**PROVIDED PASSAGE:**
========
According to Laura Hammonds, executive director of the Mojave Desert Heritage and Cultural Association (that is one long title, she has), nearly 3,000 people visit the center each year in Goffs.
Hmmm, what is Goffs?
Anyone familiar with traveling east or west on Interstate 40 knows the turn off for Goffs Road. It’s that exit with a certain gas station. I won’t say the name, but it charges a wee bit more for gas than anywhere else.
That’s OK – capitalism works and supply and demand is the root of capitalism. But here’s a thought: Check your gas gauge before leaving Barstow or Needles; you may be able to afford your kids’ college if you do.
There. I’m a financial whiz. Back to Goffs.
Goffs, like many small towns or villages along Route 66, has an interesting history. Also like many (that are still around), Goffs is very small when it comes to the number of humans living there.
========
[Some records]
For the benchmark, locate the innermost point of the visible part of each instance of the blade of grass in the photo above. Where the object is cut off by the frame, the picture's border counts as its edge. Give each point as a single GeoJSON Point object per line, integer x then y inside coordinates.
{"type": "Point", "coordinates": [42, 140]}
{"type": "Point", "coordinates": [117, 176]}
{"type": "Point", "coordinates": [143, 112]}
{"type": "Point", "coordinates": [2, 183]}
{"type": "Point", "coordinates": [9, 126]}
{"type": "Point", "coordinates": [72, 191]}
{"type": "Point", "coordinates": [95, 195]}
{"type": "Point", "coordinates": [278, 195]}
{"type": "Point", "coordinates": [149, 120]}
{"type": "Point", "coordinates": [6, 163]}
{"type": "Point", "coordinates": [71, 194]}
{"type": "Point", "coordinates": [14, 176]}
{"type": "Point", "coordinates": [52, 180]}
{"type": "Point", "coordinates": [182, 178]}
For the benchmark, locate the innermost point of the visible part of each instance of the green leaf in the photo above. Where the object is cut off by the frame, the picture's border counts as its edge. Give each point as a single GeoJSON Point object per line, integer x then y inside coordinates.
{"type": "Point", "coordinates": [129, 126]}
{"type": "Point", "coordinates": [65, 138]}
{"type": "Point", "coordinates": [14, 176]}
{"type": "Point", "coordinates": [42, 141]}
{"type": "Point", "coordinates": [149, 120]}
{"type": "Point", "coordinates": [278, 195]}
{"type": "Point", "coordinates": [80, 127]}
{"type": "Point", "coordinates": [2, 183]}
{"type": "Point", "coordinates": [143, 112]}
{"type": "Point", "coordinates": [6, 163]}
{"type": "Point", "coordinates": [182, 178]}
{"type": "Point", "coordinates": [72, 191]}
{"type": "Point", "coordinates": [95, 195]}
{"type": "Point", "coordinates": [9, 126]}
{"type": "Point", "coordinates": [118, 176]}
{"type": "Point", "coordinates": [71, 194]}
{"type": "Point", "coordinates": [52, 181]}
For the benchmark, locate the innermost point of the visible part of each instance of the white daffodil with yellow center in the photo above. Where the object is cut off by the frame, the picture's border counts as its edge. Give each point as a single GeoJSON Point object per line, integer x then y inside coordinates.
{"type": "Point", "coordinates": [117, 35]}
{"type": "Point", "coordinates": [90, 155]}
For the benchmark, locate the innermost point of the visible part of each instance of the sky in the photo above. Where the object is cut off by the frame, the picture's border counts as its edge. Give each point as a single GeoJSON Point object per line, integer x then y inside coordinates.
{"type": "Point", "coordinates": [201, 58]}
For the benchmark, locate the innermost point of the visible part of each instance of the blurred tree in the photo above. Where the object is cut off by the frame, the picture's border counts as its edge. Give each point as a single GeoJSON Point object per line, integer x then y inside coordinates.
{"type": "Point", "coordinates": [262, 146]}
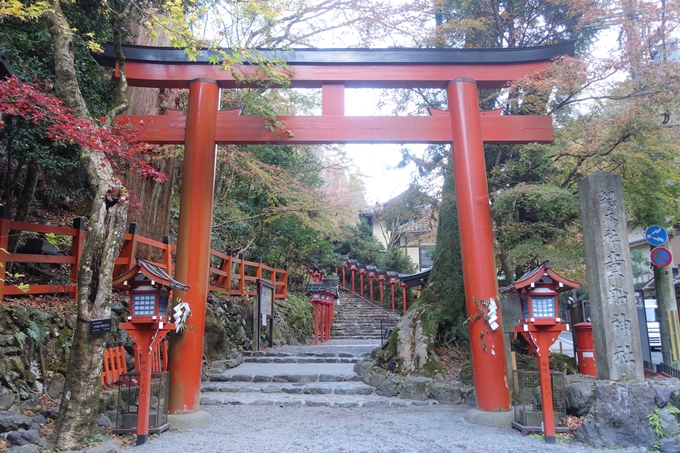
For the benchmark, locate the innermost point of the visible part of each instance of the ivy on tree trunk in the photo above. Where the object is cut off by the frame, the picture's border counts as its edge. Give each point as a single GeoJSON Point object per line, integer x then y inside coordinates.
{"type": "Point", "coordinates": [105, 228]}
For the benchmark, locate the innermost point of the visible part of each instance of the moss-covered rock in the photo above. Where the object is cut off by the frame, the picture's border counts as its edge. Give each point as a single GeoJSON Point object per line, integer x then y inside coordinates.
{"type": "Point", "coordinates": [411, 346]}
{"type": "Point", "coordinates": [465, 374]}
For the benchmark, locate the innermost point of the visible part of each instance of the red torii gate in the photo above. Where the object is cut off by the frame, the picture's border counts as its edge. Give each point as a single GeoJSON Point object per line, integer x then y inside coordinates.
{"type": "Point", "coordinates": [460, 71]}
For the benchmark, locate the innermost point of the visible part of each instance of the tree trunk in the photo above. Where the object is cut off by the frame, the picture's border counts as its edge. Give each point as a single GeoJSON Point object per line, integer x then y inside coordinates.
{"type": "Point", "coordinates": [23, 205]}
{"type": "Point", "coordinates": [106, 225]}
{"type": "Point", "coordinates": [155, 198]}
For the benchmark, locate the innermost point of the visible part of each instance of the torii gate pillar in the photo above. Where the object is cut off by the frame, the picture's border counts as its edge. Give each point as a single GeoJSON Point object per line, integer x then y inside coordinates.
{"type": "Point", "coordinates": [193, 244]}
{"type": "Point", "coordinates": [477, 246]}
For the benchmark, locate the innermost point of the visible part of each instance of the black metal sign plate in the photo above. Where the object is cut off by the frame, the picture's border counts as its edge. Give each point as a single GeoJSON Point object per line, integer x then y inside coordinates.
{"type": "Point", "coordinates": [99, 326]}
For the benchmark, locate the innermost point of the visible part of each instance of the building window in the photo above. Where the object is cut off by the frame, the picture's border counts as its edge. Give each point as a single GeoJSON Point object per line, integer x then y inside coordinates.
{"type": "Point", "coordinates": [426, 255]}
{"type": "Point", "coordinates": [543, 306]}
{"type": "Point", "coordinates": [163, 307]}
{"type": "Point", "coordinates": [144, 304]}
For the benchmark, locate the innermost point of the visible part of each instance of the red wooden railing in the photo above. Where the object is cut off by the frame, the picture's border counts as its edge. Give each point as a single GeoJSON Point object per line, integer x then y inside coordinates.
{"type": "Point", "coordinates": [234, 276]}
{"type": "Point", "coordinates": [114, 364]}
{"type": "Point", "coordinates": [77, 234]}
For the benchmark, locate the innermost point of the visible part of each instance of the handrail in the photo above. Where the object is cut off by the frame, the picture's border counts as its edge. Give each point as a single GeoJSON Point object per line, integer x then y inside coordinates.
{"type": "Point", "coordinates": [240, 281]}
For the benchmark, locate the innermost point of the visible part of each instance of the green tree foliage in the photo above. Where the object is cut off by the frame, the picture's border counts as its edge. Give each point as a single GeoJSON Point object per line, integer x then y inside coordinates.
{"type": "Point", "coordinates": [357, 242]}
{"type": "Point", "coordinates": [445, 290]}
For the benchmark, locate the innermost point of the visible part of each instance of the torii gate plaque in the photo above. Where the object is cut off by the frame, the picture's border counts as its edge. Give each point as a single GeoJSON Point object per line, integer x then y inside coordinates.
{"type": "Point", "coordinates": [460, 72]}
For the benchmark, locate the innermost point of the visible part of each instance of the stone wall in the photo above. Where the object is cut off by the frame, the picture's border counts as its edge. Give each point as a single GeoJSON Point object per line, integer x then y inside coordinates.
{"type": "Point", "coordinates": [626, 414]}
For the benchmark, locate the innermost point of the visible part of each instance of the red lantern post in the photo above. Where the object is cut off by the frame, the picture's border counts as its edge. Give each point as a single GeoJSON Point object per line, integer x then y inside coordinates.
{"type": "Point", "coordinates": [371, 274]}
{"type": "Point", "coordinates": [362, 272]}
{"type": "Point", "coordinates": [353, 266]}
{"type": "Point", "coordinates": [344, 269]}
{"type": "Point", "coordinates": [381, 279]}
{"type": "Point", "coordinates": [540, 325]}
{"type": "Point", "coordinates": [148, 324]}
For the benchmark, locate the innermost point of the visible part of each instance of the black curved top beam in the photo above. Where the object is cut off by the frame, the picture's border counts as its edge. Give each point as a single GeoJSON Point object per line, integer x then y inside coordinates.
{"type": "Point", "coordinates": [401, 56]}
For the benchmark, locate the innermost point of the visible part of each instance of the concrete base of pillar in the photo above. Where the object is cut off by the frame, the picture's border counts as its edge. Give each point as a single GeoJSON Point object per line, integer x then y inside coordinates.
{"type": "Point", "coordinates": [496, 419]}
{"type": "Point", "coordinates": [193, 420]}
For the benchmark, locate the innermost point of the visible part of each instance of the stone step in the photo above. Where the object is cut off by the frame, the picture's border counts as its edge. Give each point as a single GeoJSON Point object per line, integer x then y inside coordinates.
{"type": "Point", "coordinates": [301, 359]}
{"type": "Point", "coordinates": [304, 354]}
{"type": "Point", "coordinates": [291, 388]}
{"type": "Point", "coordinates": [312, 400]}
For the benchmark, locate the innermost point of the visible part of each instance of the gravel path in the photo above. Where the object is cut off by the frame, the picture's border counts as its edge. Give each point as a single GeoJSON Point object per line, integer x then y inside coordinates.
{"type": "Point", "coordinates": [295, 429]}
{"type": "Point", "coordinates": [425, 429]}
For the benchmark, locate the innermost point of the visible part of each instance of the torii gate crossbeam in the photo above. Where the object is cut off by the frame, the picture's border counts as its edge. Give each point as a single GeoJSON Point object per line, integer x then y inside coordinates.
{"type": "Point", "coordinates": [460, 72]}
========
Set down the text about Goffs word for word, from "Hmmm, what is" to "Back to Goffs.".

**REPLY:**
Hmmm, what is Goffs?
Anyone familiar with traveling east or west on Interstate 40 knows the turn off for Goffs Road. It’s that exit with a certain gas station. I won’t say the name, but it charges a wee bit more for gas than anywhere else.
That’s OK – capitalism works and supply and demand is the root of capitalism. But here’s a thought: Check your gas gauge before leaving Barstow or Needles; you may be able to afford your kids’ college if you do.
There. I’m a financial whiz. Back to Goffs.